> _Document segment_
------

10. table/write_records.go : WithPreserveRowLineage accepts anything.
Added validation in WriteRecords: errors when the table format version is below 3, and errors when the input arrow schema doesn't include the _row_id column. Docstring rewritten to call this out. Implementation-wise this required a small reshuffle: cfg is now built before checkArrowSchemaCompat runs so the compat check can be against the projected (with-lineage) schema rather than tbl.Schema() — otherwise the compat check itself would reject _row_id as unknown.

11. table/row_lineage_rewrite_test.go : GreaterOrEqual(5) is vacuous.
Tightened to assert.Equal(t, int64(5), tbl.Metadata().NextRowID()). The comment above the assertion already had the exact expected value (3 + 2), so the loose form was just hiding regressions in either direction.

12. table/snapshot_producers.go : ManifestListWriter.V4Writer doesn't exist.
Typo, fixed to V3Writer. Same fix applied to the matching comment in the test that referenced V4Writer for context.


Newly added tests:

  • TestProjectionV3SelectRowLineageColumns : Select("_row_id") works on v3
  • TestProjectionRowLineageRejectedOnV1V2 : same select on v1/v2 errors with ErrInvalidSchema
  • TestProjectionWithRowLineageRequiresV3 : WithRowLineage errors on v1/v2
  • TestProjectionV3SchemaAlreadyHasRowID : idempotency under reserved-id collision
  • TestExecuteCompactionGroupPreservesRowID : end-to-end compaction on a v3 table preserves _row_id for every row across two source files

@laskoviymishka PTAL when you have a moment.

------

> _Data lines_
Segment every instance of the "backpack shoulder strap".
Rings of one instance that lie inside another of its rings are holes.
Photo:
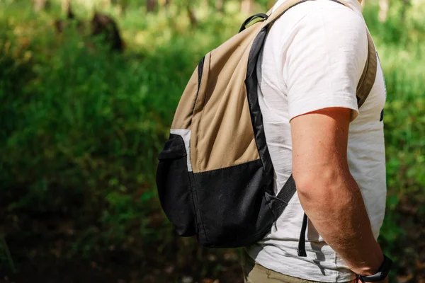
[[[367,30],[368,33],[368,59],[365,69],[358,81],[356,96],[357,97],[357,104],[360,108],[368,98],[368,96],[372,90],[376,79],[376,71],[378,69],[378,59],[376,56],[376,50],[375,44],[372,40],[372,36]]]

------

> _Written tasks_
1. In the code review reply, what was the reference to ManifestListWriter.V4Writer corrected to?
2. Write out the passage of the code review reply starting at "11. table/row_lineage_rewrite_test.go : GreaterOrEqual(5)" and ending at "in either direction.".

> _Outputs by task_
1. V3Writer.

2.
11. table/row_lineage_rewrite_test.go : GreaterOrEqual(5) is vacuous.
Tightened to assert.Equal(t, int64(5), tbl.Metadata().NextRowID()). The comment above the assertion already had the exact expected value (3 + 2), so the loose form was just hiding regressions in either direction.